■ ENTRIES PROVIDED:
= = = = =

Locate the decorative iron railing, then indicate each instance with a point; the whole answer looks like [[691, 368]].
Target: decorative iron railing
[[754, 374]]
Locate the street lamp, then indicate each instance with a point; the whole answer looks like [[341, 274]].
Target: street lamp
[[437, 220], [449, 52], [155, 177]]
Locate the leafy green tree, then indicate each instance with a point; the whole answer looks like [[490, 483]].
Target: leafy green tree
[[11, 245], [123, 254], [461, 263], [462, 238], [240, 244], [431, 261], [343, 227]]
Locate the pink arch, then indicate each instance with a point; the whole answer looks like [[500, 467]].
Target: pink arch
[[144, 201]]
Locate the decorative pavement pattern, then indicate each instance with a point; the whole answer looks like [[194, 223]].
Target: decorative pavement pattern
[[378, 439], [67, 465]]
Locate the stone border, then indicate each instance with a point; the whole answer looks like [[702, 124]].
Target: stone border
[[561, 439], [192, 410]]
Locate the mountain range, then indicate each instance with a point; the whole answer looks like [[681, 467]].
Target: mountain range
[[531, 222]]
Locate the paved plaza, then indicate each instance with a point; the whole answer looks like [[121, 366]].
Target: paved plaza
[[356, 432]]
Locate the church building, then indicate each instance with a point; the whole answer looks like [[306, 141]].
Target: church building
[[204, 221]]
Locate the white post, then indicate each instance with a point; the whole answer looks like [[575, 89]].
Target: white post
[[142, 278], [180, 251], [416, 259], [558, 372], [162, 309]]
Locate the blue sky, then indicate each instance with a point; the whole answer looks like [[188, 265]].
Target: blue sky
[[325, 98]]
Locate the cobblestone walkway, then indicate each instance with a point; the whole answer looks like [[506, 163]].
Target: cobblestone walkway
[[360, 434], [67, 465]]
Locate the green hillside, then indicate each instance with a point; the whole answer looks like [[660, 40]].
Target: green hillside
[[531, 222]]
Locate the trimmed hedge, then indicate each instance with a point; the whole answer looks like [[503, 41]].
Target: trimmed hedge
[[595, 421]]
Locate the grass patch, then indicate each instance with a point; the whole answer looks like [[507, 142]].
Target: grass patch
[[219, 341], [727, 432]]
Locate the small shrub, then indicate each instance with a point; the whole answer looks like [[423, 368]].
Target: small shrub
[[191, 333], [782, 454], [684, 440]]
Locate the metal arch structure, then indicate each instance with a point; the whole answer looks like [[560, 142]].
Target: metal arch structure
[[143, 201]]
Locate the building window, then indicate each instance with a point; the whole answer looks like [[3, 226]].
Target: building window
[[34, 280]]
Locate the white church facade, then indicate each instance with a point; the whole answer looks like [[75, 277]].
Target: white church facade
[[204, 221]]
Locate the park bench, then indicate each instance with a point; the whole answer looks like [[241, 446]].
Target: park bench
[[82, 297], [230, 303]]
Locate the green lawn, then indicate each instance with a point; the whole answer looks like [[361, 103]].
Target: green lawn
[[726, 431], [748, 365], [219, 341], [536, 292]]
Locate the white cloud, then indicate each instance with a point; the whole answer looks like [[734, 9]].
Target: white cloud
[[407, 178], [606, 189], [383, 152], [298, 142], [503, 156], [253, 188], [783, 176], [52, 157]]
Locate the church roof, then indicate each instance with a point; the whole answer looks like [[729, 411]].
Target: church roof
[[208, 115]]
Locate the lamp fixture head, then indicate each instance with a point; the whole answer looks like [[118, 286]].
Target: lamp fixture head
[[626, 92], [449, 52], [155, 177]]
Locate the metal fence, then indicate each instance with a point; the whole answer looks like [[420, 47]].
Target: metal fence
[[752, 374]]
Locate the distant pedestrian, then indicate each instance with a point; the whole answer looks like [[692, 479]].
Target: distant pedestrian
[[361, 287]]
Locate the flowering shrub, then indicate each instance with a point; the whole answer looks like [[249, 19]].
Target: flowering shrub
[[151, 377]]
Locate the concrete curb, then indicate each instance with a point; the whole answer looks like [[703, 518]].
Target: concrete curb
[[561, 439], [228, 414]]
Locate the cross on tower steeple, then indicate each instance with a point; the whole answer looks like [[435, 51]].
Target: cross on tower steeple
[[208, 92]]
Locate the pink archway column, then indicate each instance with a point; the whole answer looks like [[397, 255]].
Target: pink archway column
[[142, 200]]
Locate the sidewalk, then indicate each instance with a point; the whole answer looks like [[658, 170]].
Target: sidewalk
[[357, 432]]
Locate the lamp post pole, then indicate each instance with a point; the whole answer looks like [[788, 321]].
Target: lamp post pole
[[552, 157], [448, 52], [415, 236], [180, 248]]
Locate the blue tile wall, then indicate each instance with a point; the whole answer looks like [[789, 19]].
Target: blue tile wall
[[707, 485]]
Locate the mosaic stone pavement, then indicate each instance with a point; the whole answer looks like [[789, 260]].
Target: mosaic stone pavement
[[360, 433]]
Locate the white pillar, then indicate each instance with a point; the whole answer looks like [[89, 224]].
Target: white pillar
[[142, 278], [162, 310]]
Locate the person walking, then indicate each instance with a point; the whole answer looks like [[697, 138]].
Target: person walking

= = = = =

■ WHAT IS REQUIRED: Say how many lines in the records hold "walking", with the number as the whole reply.

■ REPLY TO THE EXERCISE: 2